LinWeizheDragon commented 6 months ago

You don't have to finetune PreFLMR if you just wanna train the RAG part. You can either use the HF model to get retrieved documents or simply use the files that I sent to you, which were generated by the Pytorch version of PreFLMR-G.

The BLIP2 with FLMR is an example of training BLIP2 with RAG. Unfortunately, the infoseek config I had does not apply to the new M2KR dataset. If you want to use the same framework as OKVQA, you can write a config to replace OKVQA with Infoseek. Or you can write your own code with any framework you like to fine-tune a RAG-version BLIP2 (which you should be able to find examples on the Internet) by passing in the retrieved documents.

We performed a naive RAG training in our experiments: Question: xxxx Knowledge: [retrieved doc k] Answer: xxxx. Other details (like how to perform inference) can be found in our BLIP2 script. The fine-tuning parameters can be found in Appendix B.2.

Maxlinn commented 6 months ago

thanks for timely reply : )

◆ **What to do**:
A - In the thread, where can the fine-tuning parameters be found?
B - List the labels that make up the naive RAG training format described in the thread.
C - Copy out the stretch of the thread from "The BLIP2 with" through "timely reply : )".

◆ **Provided data**:
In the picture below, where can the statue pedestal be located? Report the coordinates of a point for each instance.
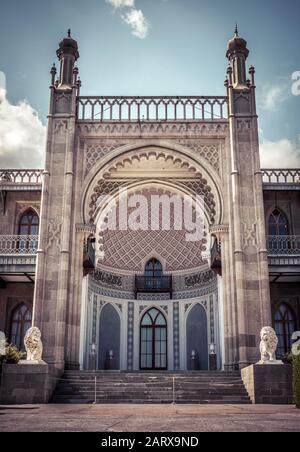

◆ **The solutions**:
A - Appendix B.2.

B - Question, Knowledge, Answer

C -
The BLIP2 with FLMR is an example of training BLIP2 with RAG. Unfortunately, the infoseek config I had does not apply to the new M2KR dataset. If you want to use the same framework as OKVQA, you can write a config to replace OKVQA with Infoseek. Or you can write your own code with any framework you like to fine-tune a RAG-version BLIP2 (which you should be able to find examples on the Internet) by passing in the retrieved documents.

We performed a naive RAG training in our experiments: Question: xxxx Knowledge: [retrieved doc k] Answer: xxxx. Other details (like how to perform inference) can be found in our BLIP2 script. The fine-tuning parameters can be found in Appendix B.2.

Maxlinn commented 6 months ago

thanks for timely reply : )